SOURCE EXCERPT:
A company is no longer simply judged by its customer service or rank among the competition. While those things still hold strong value, your Internet impression probably means more than you realize, and if your company has the proper technology to back it up, your business endeavors can really thrive.
To put this in to perspective, think about how right now, in 2015, culture has been trained to expect immediacy in virtually every aspect of our lives. Whether you’re on the hunt for concert tickets, in need of data for a research paper, or trying to generate buzz for your new company, there’s a good chance that you’re using some form of the Internet to get what you need. Now, try to think back to the nineties. Remember life before iPhones, GPS systems, Netflix or social media? Yes, there really was a time, and not that long ago, when cell phones were clunky, you had to have an actual map handy if you didn’t know where you were going, there was a place called Blockbuster, and tweeting was something that birds did. The truth is that technology has become omnipresent—as is its role in the workforce.

TASK STATEMENT:
In the excerpt on technology and business, what year is given as "right now"?

DATA SHOWN:

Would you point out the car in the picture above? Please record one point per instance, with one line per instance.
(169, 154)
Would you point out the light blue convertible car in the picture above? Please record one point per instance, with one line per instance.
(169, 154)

SOLUTION TO THIS EXERCISE:
2015